== What you need to do ==
The reply should give back every entry exactly as written.

Stored data entries:
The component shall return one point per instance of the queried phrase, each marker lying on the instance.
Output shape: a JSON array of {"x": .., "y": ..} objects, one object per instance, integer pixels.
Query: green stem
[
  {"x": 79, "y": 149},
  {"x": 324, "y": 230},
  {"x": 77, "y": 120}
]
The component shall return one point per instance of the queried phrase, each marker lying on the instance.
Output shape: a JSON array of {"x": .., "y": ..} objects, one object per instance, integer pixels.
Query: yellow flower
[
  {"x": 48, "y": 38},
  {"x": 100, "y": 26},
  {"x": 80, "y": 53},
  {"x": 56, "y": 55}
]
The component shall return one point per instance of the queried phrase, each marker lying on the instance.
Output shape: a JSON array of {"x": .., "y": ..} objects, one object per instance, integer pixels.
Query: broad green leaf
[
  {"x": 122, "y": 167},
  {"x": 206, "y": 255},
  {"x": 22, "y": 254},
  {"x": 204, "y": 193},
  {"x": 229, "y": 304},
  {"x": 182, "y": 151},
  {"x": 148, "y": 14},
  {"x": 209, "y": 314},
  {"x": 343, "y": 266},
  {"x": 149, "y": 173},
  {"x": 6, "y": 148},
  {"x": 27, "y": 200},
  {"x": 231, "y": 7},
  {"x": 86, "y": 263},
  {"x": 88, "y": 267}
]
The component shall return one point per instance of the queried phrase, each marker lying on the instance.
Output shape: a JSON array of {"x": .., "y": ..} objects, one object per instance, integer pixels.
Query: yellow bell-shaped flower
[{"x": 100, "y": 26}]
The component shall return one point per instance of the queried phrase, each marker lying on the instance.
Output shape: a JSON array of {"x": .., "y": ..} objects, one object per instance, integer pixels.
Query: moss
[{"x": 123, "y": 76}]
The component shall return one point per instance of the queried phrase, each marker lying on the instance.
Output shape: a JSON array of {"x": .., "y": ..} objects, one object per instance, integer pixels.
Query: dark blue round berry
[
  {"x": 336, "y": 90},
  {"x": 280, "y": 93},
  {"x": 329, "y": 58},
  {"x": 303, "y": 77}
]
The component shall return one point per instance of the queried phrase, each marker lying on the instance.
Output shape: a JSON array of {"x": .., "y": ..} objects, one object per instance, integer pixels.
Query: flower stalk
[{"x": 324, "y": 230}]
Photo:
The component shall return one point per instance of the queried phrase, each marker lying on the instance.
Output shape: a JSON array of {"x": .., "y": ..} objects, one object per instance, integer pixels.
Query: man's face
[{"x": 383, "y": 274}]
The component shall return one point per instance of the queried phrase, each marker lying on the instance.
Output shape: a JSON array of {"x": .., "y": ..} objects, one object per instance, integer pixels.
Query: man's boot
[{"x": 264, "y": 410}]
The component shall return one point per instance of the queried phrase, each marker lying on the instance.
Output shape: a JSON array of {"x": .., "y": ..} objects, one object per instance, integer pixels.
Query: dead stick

== Result below ==
The component shall return one point per instance of the queried phrase, each marker lying on the instance.
Output shape: a JSON array of {"x": .., "y": ..} objects, one object per instance, integer pixels.
Query: green stem
[
  {"x": 79, "y": 149},
  {"x": 324, "y": 230},
  {"x": 77, "y": 120}
]
The component shall return one point per instance of the queried phrase, each marker lying on the instance.
Output shape: a JSON array of {"x": .., "y": ..} objects, one object per instance, integer pixels.
Query: yellow flower
[
  {"x": 48, "y": 38},
  {"x": 100, "y": 26},
  {"x": 80, "y": 53},
  {"x": 56, "y": 55}
]
The component shall return one point per instance of the queried phrase, each marker lying on the instance.
Output shape: a JSON array of {"x": .., "y": ..} objects, one object per instance, integer pixels.
Query: broad green leaf
[
  {"x": 122, "y": 167},
  {"x": 206, "y": 255},
  {"x": 22, "y": 254},
  {"x": 204, "y": 193},
  {"x": 229, "y": 304},
  {"x": 182, "y": 151},
  {"x": 148, "y": 14},
  {"x": 209, "y": 314},
  {"x": 343, "y": 266},
  {"x": 149, "y": 173},
  {"x": 6, "y": 148},
  {"x": 27, "y": 200},
  {"x": 231, "y": 7},
  {"x": 86, "y": 263},
  {"x": 88, "y": 267}
]
The component shall return one point per instance of the queried phrase, each marker lying on the instance.
Output shape: a JSON array of {"x": .., "y": ..} objects, one object per instance, integer pixels.
Query: yellow bell-shaped flower
[{"x": 100, "y": 26}]
The component shall return one point per instance of the queried phrase, each marker lying on the instance.
Output shape: a JSON array of {"x": .., "y": ..} objects, one object per instance, integer pixels.
Query: moss
[{"x": 123, "y": 76}]
The component shall return one point per instance of the queried phrase, each marker lying on the instance.
Output shape: a JSON array of {"x": .., "y": ..} objects, one object per instance, integer pixels.
Query: dark blue round berry
[
  {"x": 336, "y": 90},
  {"x": 280, "y": 93},
  {"x": 329, "y": 58},
  {"x": 303, "y": 77}
]
The component shall return one point per instance of the queried phrase, each marker lying on the instance.
Output shape: a JSON array of {"x": .., "y": ..} objects, one object per instance, integer pixels.
Query: flower stalk
[{"x": 324, "y": 230}]
Photo:
The component shall return one point per instance of the queried phrase, each marker lying on the instance.
Output shape: a JSON array of {"x": .., "y": ..} objects, one object per instance, integer pixels.
Query: man's face
[{"x": 383, "y": 274}]
The component shall return one point per instance of the queried phrase, each marker lying on the instance.
Output shape: a JSON array of {"x": .., "y": ..} objects, one object per instance, integer pixels.
Query: man's boot
[{"x": 264, "y": 410}]
The component shall return one point per instance of the queried phrase, each marker lying on the instance.
Output shape: a JSON array of {"x": .., "y": ..} objects, one object per instance, integer pixels.
Query: dead stick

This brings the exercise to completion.